» SUPPLIED DATA:

════

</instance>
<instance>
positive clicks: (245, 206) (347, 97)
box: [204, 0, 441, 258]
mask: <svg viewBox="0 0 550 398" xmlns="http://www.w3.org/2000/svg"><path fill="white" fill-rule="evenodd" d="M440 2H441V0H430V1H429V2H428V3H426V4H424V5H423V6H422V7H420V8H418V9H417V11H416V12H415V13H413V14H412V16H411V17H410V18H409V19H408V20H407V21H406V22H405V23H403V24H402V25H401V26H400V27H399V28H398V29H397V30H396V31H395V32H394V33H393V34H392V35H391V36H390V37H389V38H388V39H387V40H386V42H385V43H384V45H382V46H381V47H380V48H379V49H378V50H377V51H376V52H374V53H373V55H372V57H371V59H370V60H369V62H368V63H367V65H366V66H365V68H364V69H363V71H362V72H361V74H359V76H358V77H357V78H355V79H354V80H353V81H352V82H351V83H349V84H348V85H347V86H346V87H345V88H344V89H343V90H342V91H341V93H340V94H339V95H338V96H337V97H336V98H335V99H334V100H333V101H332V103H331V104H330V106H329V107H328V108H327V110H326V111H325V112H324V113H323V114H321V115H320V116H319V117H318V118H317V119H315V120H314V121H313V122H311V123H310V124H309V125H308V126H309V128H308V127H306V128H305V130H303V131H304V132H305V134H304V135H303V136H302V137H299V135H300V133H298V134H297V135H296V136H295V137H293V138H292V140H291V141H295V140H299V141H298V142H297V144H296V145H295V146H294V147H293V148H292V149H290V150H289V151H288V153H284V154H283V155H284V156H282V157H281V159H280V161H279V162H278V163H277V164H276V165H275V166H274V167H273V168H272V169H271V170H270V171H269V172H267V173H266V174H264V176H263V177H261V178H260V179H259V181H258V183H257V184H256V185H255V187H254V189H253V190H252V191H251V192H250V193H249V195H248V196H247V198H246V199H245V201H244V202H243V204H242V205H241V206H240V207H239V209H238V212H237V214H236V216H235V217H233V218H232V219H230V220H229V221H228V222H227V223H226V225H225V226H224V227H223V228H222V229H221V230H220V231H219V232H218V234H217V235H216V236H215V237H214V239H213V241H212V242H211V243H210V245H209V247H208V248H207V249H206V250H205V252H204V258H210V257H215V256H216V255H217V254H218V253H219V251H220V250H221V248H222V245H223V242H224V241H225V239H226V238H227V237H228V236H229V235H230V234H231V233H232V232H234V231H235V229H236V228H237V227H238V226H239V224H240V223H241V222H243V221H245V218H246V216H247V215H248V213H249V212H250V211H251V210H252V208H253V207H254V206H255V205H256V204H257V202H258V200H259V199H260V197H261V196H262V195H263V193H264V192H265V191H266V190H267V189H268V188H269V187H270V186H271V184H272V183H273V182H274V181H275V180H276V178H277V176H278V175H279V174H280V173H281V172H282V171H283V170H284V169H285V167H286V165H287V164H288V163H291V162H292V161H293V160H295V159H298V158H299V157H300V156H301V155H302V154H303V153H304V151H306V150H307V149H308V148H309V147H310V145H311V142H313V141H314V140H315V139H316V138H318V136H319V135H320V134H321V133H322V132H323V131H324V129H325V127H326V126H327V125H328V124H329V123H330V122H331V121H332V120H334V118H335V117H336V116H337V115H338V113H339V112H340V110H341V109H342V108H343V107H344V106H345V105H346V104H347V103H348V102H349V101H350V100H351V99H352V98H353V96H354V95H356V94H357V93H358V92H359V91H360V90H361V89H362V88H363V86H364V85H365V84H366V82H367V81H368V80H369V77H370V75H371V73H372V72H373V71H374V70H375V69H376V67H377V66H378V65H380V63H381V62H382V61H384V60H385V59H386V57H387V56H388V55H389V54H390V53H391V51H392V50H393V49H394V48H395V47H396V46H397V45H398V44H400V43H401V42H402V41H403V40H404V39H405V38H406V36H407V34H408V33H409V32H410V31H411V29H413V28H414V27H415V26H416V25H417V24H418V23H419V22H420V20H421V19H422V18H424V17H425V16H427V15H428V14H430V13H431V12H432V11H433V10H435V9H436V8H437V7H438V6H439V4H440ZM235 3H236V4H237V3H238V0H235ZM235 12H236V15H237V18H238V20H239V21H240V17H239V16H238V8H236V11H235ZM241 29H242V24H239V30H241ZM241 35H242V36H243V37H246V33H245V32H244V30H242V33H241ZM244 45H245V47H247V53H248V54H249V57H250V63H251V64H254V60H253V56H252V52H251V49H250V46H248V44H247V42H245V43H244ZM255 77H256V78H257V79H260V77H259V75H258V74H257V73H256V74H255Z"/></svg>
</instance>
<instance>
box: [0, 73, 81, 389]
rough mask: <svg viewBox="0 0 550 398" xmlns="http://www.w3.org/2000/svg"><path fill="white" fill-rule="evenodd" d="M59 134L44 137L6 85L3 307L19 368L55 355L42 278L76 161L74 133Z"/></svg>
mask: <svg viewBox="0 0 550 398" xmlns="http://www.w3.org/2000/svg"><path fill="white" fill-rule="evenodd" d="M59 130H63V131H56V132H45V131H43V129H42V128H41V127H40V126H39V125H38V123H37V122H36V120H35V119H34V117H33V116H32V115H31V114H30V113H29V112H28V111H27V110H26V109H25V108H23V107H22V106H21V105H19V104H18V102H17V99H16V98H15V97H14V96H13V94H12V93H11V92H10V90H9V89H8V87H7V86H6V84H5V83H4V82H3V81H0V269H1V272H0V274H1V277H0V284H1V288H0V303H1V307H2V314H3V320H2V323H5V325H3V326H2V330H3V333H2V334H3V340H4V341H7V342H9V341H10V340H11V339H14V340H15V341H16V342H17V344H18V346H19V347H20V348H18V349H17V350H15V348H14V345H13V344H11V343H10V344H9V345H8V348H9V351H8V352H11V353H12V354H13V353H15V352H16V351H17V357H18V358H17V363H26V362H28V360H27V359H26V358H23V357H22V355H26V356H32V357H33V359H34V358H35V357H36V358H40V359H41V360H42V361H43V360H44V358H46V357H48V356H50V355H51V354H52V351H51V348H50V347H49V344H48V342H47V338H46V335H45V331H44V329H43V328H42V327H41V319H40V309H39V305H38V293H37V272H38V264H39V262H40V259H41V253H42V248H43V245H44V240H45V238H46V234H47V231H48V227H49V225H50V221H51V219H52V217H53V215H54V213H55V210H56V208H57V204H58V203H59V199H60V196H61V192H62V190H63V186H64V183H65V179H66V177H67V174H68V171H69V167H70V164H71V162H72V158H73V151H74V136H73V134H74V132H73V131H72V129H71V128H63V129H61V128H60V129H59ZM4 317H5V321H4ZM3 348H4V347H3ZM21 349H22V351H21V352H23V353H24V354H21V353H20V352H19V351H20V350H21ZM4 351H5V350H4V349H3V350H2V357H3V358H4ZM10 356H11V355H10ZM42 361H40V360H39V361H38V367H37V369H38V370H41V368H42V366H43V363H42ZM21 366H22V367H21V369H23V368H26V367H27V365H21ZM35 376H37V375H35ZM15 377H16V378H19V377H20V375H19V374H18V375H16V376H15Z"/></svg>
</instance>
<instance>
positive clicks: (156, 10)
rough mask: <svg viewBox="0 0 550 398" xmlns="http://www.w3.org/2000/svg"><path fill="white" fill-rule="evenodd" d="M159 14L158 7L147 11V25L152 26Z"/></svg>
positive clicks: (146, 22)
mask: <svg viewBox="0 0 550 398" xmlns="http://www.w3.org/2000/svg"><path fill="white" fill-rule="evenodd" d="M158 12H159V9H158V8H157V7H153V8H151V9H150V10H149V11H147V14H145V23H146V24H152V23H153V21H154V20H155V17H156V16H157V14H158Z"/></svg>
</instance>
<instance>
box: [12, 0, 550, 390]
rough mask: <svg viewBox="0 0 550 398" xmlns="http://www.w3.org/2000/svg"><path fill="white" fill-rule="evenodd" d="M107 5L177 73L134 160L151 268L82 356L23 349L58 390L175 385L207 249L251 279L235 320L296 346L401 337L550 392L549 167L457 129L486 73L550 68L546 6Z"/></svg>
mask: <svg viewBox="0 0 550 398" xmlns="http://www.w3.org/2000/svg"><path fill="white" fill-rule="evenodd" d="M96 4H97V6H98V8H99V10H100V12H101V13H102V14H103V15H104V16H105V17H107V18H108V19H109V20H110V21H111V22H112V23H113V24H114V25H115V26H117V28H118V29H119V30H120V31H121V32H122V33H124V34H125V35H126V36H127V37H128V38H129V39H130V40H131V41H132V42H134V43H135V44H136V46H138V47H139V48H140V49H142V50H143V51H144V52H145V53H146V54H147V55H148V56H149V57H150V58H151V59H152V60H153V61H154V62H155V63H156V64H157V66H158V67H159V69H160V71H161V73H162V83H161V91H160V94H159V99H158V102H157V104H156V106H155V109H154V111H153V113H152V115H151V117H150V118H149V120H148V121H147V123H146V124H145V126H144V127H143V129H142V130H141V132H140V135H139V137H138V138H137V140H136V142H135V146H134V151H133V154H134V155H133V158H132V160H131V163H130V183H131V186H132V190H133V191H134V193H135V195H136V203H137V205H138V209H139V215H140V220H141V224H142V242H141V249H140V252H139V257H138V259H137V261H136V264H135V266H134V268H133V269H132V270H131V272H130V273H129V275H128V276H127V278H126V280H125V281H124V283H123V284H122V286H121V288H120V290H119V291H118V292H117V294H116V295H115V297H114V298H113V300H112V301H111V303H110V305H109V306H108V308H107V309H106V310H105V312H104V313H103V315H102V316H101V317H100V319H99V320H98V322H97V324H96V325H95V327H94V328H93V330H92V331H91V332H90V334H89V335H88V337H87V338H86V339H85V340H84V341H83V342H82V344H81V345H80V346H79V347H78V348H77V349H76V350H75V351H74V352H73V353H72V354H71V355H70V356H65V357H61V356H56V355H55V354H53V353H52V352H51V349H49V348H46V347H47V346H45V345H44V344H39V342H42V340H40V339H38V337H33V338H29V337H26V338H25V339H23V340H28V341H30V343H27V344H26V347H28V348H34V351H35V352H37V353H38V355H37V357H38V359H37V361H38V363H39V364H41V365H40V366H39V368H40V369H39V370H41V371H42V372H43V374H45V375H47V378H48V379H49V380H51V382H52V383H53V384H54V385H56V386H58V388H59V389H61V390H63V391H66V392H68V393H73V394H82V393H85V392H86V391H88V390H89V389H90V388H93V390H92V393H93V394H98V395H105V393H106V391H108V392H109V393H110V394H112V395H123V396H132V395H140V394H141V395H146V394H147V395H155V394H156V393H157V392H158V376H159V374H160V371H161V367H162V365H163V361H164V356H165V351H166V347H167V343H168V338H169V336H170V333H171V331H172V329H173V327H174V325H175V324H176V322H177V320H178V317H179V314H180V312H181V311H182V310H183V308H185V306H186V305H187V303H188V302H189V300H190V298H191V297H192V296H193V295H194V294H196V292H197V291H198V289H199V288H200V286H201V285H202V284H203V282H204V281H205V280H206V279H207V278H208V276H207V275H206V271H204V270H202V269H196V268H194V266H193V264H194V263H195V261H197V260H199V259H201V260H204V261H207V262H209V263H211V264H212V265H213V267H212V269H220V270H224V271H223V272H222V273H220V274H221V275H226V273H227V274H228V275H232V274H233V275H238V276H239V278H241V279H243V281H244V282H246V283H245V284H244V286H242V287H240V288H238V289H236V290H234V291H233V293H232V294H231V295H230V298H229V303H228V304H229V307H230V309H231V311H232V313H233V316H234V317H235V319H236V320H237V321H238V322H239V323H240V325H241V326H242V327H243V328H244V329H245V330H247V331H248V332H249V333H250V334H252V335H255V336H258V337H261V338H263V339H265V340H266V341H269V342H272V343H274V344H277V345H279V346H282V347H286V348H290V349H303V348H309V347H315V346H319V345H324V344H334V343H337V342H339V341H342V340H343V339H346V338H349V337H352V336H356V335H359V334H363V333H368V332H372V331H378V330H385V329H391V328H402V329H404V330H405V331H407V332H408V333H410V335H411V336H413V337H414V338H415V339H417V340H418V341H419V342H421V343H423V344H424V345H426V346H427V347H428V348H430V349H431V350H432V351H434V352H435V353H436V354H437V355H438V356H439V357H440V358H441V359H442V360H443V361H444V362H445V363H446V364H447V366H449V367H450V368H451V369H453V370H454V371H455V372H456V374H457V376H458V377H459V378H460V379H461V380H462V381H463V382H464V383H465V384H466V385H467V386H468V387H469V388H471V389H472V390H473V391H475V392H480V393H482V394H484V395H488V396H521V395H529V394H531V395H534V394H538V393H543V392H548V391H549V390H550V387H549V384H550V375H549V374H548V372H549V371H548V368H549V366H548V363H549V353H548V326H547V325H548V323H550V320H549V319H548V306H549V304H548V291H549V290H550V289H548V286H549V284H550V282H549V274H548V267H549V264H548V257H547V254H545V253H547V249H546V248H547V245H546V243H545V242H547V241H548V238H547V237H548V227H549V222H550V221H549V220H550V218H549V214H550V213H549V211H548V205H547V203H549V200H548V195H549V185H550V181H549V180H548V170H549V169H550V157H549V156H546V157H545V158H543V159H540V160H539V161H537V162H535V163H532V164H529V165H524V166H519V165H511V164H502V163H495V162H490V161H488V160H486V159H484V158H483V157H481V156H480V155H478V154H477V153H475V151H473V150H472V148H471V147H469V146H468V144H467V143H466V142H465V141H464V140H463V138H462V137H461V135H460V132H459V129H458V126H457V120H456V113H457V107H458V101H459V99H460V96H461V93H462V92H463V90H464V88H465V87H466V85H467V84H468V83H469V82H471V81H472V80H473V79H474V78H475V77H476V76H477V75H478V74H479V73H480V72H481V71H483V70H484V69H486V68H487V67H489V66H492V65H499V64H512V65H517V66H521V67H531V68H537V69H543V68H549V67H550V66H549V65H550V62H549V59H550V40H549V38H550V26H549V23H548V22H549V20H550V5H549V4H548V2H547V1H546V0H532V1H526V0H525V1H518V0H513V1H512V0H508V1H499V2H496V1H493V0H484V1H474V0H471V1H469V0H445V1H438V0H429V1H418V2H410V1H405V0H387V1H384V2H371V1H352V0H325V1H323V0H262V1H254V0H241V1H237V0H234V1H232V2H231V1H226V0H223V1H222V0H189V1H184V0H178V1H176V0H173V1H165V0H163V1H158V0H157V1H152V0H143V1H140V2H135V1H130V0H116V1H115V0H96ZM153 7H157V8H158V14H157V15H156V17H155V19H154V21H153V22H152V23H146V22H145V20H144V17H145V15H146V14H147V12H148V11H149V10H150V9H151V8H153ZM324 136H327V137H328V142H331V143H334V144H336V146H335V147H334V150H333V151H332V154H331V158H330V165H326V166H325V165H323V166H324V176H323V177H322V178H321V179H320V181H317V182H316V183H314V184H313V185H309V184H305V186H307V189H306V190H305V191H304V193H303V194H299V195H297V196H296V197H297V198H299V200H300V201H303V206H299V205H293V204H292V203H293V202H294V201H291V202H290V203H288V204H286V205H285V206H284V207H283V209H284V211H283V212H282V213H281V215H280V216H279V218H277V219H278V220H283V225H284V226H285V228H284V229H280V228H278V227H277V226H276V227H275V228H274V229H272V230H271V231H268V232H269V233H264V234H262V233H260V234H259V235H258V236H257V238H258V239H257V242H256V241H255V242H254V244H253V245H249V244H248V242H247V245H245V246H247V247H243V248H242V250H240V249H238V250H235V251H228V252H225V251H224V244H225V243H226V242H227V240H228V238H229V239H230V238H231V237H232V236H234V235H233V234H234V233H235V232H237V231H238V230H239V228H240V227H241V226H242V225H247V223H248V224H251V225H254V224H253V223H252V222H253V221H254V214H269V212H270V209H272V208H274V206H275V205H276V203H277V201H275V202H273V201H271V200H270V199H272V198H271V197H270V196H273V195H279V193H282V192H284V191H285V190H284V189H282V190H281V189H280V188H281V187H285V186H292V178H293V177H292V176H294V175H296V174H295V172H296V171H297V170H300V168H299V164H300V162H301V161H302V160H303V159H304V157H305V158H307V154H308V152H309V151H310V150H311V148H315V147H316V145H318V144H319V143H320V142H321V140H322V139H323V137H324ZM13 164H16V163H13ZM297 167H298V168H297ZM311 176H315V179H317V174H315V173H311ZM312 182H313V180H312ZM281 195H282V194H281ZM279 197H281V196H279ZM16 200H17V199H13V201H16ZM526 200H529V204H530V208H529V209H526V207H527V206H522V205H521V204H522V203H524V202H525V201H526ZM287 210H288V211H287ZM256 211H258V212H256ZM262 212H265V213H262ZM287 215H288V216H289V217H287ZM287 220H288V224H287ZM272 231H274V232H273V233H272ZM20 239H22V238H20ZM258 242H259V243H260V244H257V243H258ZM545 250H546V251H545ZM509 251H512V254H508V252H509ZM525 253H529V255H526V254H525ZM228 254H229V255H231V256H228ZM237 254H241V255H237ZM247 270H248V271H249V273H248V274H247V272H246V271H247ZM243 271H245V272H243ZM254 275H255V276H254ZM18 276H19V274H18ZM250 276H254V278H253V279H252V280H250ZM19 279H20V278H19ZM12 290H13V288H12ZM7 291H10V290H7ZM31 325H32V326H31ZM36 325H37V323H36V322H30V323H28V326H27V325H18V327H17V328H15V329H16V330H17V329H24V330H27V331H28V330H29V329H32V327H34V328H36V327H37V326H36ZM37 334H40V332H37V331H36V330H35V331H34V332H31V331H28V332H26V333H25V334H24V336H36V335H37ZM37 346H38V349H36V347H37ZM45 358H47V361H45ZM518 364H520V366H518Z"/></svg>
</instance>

════

» PROBLEM DESCRIPTION: Restate, word for word and without additions, every line from the top of the listing above through the line that contains "positive clicks: (245, 206) (347, 97)".

» OUTPUT BELOW:
</instance>
<instance>
positive clicks: (245, 206) (347, 97)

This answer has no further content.